• **REQUEST**
Rewrite the listing lines starting with the line containing "outline wet rock, every instance" and going on through the line containing "131 38 L 126", swapping "wet rock" for "damp stone" and leaving everything else unchanged. Give only those lines.

• **EXCERPTED RECORDS**

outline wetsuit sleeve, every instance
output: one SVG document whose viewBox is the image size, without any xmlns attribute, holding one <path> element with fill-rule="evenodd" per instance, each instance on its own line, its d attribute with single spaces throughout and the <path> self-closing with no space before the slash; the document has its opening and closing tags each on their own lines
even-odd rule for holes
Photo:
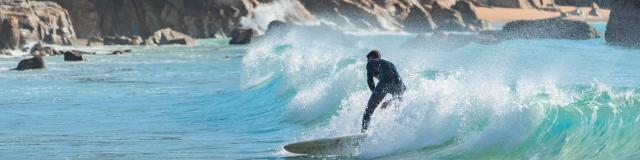
<svg viewBox="0 0 640 160">
<path fill-rule="evenodd" d="M 371 63 L 367 63 L 367 84 L 369 85 L 369 90 L 373 91 L 376 85 L 373 82 L 373 65 Z"/>
</svg>

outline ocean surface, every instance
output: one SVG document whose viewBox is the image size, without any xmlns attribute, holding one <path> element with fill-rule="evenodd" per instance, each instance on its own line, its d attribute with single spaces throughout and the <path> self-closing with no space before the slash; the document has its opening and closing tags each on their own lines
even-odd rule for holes
<svg viewBox="0 0 640 160">
<path fill-rule="evenodd" d="M 594 24 L 604 31 L 604 23 Z M 638 159 L 640 50 L 603 38 L 446 50 L 408 34 L 295 30 L 249 46 L 111 46 L 0 58 L 0 159 Z M 429 46 L 431 45 L 431 46 Z M 124 55 L 110 51 L 132 49 Z M 379 49 L 408 87 L 349 156 L 287 143 L 358 133 Z"/>
</svg>

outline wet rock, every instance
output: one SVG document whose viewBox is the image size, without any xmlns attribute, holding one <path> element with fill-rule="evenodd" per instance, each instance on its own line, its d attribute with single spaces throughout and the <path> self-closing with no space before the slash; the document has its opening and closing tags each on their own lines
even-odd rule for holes
<svg viewBox="0 0 640 160">
<path fill-rule="evenodd" d="M 431 4 L 431 14 L 436 25 L 438 25 L 438 30 L 467 31 L 462 14 L 442 6 L 438 1 Z"/>
<path fill-rule="evenodd" d="M 34 44 L 31 47 L 31 50 L 29 51 L 29 54 L 36 56 L 56 56 L 56 55 L 62 55 L 63 53 L 55 50 L 49 46 L 45 46 L 42 42 L 37 42 L 36 44 Z"/>
<path fill-rule="evenodd" d="M 196 42 L 190 36 L 174 31 L 171 28 L 164 28 L 153 33 L 145 41 L 147 45 L 169 45 L 169 44 L 182 44 L 182 45 L 194 45 Z"/>
<path fill-rule="evenodd" d="M 113 54 L 113 55 L 122 55 L 122 54 L 124 54 L 124 52 L 122 52 L 122 51 L 113 51 L 111 54 Z"/>
<path fill-rule="evenodd" d="M 602 16 L 602 11 L 600 11 L 600 6 L 596 2 L 591 3 L 591 10 L 589 11 L 590 16 L 600 17 Z"/>
<path fill-rule="evenodd" d="M 97 46 L 103 46 L 104 45 L 104 39 L 101 37 L 92 37 L 87 41 L 87 46 L 89 47 L 97 47 Z"/>
<path fill-rule="evenodd" d="M 504 25 L 503 39 L 571 39 L 586 40 L 599 37 L 587 22 L 560 17 L 542 20 L 519 20 Z"/>
<path fill-rule="evenodd" d="M 15 17 L 20 41 L 44 41 L 71 45 L 76 36 L 67 10 L 51 1 L 5 0 L 0 3 L 0 21 Z M 2 34 L 4 35 L 4 33 Z"/>
<path fill-rule="evenodd" d="M 487 22 L 478 17 L 476 6 L 471 1 L 458 1 L 451 9 L 460 12 L 463 22 L 470 30 L 485 30 L 488 28 Z"/>
<path fill-rule="evenodd" d="M 462 48 L 472 42 L 484 45 L 500 42 L 494 34 L 453 34 L 435 32 L 432 35 L 419 34 L 416 38 L 409 39 L 402 45 L 405 49 L 418 49 L 429 51 L 451 51 Z"/>
<path fill-rule="evenodd" d="M 64 52 L 64 61 L 84 61 L 84 57 L 81 53 L 74 51 Z"/>
<path fill-rule="evenodd" d="M 131 38 L 126 36 L 105 36 L 104 45 L 131 45 Z"/>
<path fill-rule="evenodd" d="M 136 46 L 138 46 L 138 45 L 141 45 L 141 44 L 142 44 L 142 42 L 143 42 L 143 40 L 142 40 L 142 37 L 140 37 L 140 36 L 133 36 L 133 37 L 131 37 L 131 44 L 132 44 L 132 45 L 136 45 Z"/>
<path fill-rule="evenodd" d="M 44 59 L 42 56 L 36 55 L 33 58 L 24 59 L 18 63 L 18 67 L 13 70 L 30 70 L 30 69 L 42 69 L 45 68 Z"/>
<path fill-rule="evenodd" d="M 640 47 L 640 1 L 618 0 L 611 3 L 605 39 L 612 45 Z"/>
<path fill-rule="evenodd" d="M 255 40 L 258 32 L 255 29 L 236 28 L 231 32 L 229 44 L 249 44 Z"/>
<path fill-rule="evenodd" d="M 20 49 L 20 24 L 18 18 L 9 17 L 2 21 L 0 28 L 0 49 Z"/>
<path fill-rule="evenodd" d="M 407 17 L 401 22 L 408 32 L 431 32 L 437 28 L 431 14 L 419 6 L 411 7 Z"/>
</svg>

• **CORRECT ANSWER**
outline damp stone, every instance
output: one SVG document whose viewBox is the image size, without any xmlns attribute, holding one <path> element with fill-rule="evenodd" per instance, each instance on its own line, its d attribute with single spaces throughout and the <path> self-closing with no space before the slash; the document has its opening and closing tags each on their own lines
even-odd rule for holes
<svg viewBox="0 0 640 160">
<path fill-rule="evenodd" d="M 431 4 L 431 14 L 436 25 L 438 25 L 438 30 L 467 31 L 462 14 L 442 6 L 438 1 Z"/>
<path fill-rule="evenodd" d="M 34 44 L 31 47 L 31 50 L 29 51 L 29 54 L 36 56 L 56 56 L 56 55 L 62 55 L 63 53 L 55 50 L 49 46 L 45 46 L 42 42 L 37 42 L 36 44 Z"/>
<path fill-rule="evenodd" d="M 196 42 L 190 36 L 174 31 L 171 28 L 164 28 L 153 33 L 145 41 L 147 45 L 169 45 L 169 44 L 182 44 L 182 45 L 194 45 Z"/>
<path fill-rule="evenodd" d="M 113 54 L 113 55 L 122 55 L 122 54 L 124 54 L 124 52 L 122 52 L 122 51 L 113 51 L 111 54 Z"/>
<path fill-rule="evenodd" d="M 602 16 L 602 11 L 600 11 L 600 6 L 596 2 L 591 3 L 591 10 L 589 11 L 590 16 L 600 17 Z"/>
<path fill-rule="evenodd" d="M 97 46 L 103 46 L 104 45 L 104 39 L 101 37 L 92 37 L 87 41 L 87 46 L 89 47 L 97 47 Z"/>
<path fill-rule="evenodd" d="M 504 25 L 503 39 L 571 39 L 586 40 L 599 37 L 587 22 L 560 17 L 542 20 L 519 20 Z"/>
<path fill-rule="evenodd" d="M 15 17 L 20 41 L 44 41 L 71 45 L 76 36 L 67 10 L 51 1 L 5 0 L 0 3 L 0 21 Z M 2 34 L 4 35 L 4 33 Z"/>
<path fill-rule="evenodd" d="M 487 22 L 478 17 L 476 6 L 471 1 L 458 1 L 451 9 L 460 12 L 463 22 L 470 30 L 485 30 L 488 28 Z"/>
<path fill-rule="evenodd" d="M 462 48 L 472 42 L 484 45 L 500 42 L 494 34 L 453 34 L 435 32 L 432 35 L 419 34 L 416 38 L 409 39 L 402 45 L 405 49 L 418 49 L 429 51 L 451 51 Z"/>
<path fill-rule="evenodd" d="M 64 52 L 64 61 L 84 61 L 84 57 L 81 53 L 74 51 Z"/>
<path fill-rule="evenodd" d="M 131 38 L 126 36 L 105 36 L 104 45 L 131 45 Z"/>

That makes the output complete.